Exercise goal >>
Please print all of the following records again, line by line, without changing a single character.

-- start Records provided --

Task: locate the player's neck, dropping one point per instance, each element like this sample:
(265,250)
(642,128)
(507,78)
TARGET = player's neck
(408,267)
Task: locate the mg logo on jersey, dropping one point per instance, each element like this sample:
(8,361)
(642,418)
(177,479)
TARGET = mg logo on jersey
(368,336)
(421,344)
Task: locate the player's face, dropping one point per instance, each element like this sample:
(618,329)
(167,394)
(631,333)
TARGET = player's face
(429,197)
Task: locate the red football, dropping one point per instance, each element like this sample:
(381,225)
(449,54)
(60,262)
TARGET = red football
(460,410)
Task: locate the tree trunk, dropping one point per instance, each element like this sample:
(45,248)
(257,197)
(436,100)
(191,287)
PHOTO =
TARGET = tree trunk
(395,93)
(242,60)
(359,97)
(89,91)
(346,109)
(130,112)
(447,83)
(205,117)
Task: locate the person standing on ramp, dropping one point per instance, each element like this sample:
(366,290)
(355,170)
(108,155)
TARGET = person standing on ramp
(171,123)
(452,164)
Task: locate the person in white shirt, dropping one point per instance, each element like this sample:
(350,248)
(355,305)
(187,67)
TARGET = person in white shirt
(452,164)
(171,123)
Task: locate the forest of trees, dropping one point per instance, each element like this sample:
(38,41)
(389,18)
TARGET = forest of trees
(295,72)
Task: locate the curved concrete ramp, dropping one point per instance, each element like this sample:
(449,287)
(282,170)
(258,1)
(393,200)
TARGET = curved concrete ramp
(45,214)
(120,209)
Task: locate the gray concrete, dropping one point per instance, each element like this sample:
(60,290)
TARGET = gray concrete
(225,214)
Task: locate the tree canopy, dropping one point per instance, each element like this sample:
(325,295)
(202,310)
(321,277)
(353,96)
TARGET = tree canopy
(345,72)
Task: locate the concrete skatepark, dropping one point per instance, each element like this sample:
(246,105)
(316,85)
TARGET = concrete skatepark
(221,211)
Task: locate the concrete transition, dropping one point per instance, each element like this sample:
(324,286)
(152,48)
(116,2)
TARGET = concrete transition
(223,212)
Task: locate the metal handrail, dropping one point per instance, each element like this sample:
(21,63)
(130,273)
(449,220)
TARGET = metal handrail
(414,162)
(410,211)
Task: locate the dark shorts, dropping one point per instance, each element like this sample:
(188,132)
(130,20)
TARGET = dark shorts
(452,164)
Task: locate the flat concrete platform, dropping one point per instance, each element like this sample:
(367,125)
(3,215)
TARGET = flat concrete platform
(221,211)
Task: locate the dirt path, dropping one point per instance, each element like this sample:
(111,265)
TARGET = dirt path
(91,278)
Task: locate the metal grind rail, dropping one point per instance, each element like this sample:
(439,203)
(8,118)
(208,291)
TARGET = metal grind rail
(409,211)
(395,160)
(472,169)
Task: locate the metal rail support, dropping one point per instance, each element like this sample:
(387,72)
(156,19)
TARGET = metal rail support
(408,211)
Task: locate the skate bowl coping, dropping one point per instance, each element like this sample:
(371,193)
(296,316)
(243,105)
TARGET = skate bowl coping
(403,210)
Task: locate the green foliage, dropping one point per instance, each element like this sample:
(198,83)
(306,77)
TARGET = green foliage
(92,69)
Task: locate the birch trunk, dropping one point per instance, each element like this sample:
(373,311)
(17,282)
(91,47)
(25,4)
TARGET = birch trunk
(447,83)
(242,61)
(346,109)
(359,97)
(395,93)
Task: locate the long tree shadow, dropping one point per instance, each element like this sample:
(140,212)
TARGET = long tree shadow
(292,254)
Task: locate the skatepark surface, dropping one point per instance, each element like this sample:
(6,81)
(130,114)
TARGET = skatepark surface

-- end Records provided --

Result of this task >>
Task: locate the player's neck, dropping one point per instance, each element like this sample:
(265,250)
(642,128)
(507,78)
TARGET = player's neck
(408,267)
Task: locate the mg logo on jersey, dropping one point per instance, each element like this sample:
(8,361)
(642,418)
(177,479)
TARGET = mg logo on jersey
(368,336)
(421,344)
Task: locate the player's face, dropping one point per instance, each element like this sample:
(618,329)
(167,394)
(631,333)
TARGET = player's face
(429,197)
Task: locate the red football, dropping one point per instance, each element like this sample:
(381,225)
(449,54)
(60,262)
TARGET = red football
(460,410)
Task: locate the tree trunk, dropping one point per instance, each element like this sample:
(45,248)
(257,197)
(436,100)
(191,287)
PHOTO =
TARGET = tree trunk
(395,93)
(242,60)
(359,97)
(89,91)
(346,109)
(130,112)
(447,83)
(205,117)
Task: locate the person standing on ramp, dropping one point per instance, each element like this sample:
(366,290)
(355,170)
(108,155)
TARGET = person standing on ramp
(171,123)
(452,164)
Task: locate the person in white shirt, dropping one point per instance, each element like this sample:
(350,248)
(355,305)
(187,67)
TARGET = person in white shirt
(452,164)
(171,123)
Task: locate the forest of trees, dropping one point per instance, each element like this sample:
(38,41)
(389,18)
TARGET = forest of trees
(295,72)
Task: locate the curved concrete ramp, dropping one point per instance, each element like this sample:
(449,287)
(282,170)
(258,1)
(393,200)
TARGET = curved concrete ramp
(45,214)
(120,209)
Task: locate the gray concrete, dropping one point per instance, each element like this sample:
(60,290)
TARGET = gray concrete
(225,214)
Task: locate the tree canopy, dropping one point per instance, each element like this sample:
(325,295)
(202,310)
(321,277)
(353,96)
TARGET = tree canopy
(345,72)
Task: locate the concrete skatepark, dropping one point per instance, each element like this sample:
(246,105)
(316,85)
TARGET = concrete skatepark
(221,211)
Task: locate the concrete transition, dropping one point per instance, each element like this sample:
(324,286)
(152,48)
(116,2)
TARGET = concrete transition
(223,212)
Task: locate the metal handrail, dropping one point per instance, each element like this sample:
(21,63)
(130,273)
(449,220)
TARGET = metal handrail
(414,162)
(410,211)
Task: locate the dark shorts, dropping one point per instance, each element like this sample:
(188,132)
(130,20)
TARGET = dark shorts
(452,164)
Task: locate the flat concrete platform, dropping one point per instance, each element like this sample:
(367,125)
(3,215)
TARGET = flat concrete platform
(221,211)
Task: locate the dirt path, dropping one point per instance, each element like this sample:
(111,265)
TARGET = dirt path
(91,278)
Task: locate the metal grind rail, dropping one point per instance, each element like this sample:
(439,203)
(8,118)
(208,291)
TARGET = metal grind rail
(409,211)
(395,160)
(472,169)
Task: locate the metal rail support, dropping one point per instance, each element like this sample:
(387,72)
(156,19)
TARGET = metal rail support
(408,211)
Task: locate the skate bowl coping, dropping one point per instance, each element like this sample:
(371,193)
(296,316)
(243,105)
TARGET = skate bowl coping
(403,210)
Task: locate the green foliage, dropping one point per instance, each element like this sample:
(198,83)
(306,77)
TARGET = green foliage
(92,69)
Task: locate the birch trunk, dropping one point per instance, each element like this sample:
(373,311)
(17,282)
(91,47)
(25,4)
TARGET = birch trunk
(447,83)
(242,61)
(346,109)
(359,97)
(395,93)
Task: locate the long tree shadow, dropping one point per instance, each element like this sample:
(140,212)
TARGET = long tree shadow
(292,254)
Task: locate the skatepark surface, dropping one point per instance, each element like this sample:
(6,81)
(130,114)
TARGET = skatepark surface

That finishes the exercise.